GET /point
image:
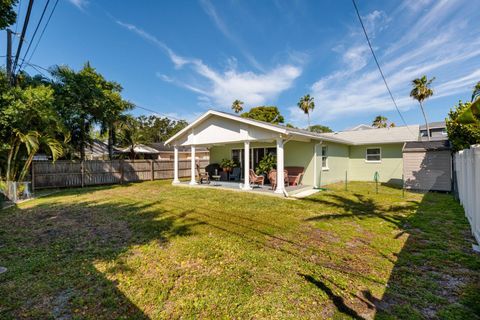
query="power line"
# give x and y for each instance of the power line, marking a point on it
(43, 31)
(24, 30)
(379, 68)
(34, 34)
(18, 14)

...

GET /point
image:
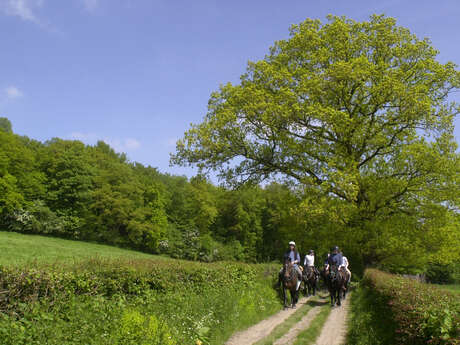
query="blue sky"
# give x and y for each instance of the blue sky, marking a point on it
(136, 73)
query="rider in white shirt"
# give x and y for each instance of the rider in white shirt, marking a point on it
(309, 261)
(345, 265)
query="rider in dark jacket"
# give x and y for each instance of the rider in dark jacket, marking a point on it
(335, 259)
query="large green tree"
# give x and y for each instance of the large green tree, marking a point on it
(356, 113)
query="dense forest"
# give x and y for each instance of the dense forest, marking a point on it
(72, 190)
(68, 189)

**TASK OBJECTIVE**:
Report each line of the entries above that contains the string "query", reproducing every such line in full.

**RESULT**:
query="power line"
query="blue sky"
query="rider in white shirt"
query="rider in dark jacket"
query="large green tree"
query="dense forest"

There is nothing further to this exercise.